(Object location annotation data)
──────
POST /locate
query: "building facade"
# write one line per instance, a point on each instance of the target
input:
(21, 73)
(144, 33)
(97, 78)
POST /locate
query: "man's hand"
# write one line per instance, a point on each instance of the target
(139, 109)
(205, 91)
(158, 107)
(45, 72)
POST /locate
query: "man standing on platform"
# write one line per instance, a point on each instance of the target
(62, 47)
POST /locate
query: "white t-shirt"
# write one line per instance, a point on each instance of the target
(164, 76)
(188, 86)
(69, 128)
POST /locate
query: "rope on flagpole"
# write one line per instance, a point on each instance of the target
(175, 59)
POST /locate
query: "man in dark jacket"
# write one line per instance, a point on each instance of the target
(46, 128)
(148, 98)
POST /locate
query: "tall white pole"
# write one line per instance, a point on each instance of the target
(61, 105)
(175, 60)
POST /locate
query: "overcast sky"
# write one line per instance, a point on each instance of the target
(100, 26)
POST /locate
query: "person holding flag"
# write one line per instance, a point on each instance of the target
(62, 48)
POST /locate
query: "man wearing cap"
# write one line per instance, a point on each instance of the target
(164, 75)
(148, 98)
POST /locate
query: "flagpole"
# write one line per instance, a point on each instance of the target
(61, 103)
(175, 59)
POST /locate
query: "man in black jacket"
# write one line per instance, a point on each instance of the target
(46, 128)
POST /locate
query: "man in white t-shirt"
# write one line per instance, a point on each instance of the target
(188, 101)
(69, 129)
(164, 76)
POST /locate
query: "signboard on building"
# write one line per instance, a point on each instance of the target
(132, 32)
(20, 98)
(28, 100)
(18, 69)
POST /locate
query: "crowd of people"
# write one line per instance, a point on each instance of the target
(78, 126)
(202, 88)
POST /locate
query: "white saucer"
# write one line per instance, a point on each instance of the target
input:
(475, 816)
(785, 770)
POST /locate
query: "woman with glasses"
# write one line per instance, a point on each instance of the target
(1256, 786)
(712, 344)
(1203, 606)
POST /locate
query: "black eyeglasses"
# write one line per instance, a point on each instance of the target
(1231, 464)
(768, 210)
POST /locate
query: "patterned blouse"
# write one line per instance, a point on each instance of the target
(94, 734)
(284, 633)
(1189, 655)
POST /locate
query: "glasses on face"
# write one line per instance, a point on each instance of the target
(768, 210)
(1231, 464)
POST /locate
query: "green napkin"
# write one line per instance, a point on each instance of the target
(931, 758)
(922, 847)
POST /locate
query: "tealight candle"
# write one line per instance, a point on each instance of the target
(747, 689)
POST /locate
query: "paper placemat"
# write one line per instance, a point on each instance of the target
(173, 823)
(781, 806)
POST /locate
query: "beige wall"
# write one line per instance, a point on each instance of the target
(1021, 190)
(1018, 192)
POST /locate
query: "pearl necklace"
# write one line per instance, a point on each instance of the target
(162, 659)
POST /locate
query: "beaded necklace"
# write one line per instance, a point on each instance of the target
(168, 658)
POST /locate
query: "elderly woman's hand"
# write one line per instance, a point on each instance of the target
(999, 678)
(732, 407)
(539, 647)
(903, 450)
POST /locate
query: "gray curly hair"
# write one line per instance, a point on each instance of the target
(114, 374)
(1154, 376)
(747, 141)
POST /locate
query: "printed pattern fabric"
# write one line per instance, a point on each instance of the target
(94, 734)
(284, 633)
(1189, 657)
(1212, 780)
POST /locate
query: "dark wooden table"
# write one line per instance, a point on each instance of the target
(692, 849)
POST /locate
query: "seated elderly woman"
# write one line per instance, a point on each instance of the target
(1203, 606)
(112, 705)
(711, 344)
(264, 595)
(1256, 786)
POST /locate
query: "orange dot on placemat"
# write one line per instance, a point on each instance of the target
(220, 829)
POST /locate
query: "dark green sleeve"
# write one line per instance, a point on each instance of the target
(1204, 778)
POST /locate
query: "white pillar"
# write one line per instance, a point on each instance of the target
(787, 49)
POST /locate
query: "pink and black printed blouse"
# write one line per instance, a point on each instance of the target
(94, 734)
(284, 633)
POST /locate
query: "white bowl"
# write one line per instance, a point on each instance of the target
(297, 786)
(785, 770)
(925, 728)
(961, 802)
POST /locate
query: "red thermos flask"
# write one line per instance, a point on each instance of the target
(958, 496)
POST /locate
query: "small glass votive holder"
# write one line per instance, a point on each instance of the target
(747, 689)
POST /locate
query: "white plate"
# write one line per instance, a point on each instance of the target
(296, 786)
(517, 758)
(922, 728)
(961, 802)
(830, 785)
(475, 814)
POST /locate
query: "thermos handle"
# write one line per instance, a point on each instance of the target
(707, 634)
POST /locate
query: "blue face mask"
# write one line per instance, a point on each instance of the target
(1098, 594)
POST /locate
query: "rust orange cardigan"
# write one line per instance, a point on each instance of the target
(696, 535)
──────
* AIM OF THE EXERCISE *
How many lines in the rows above contain the string "dark", with case counting? Reply with the number alone.

* SOLUTION *
3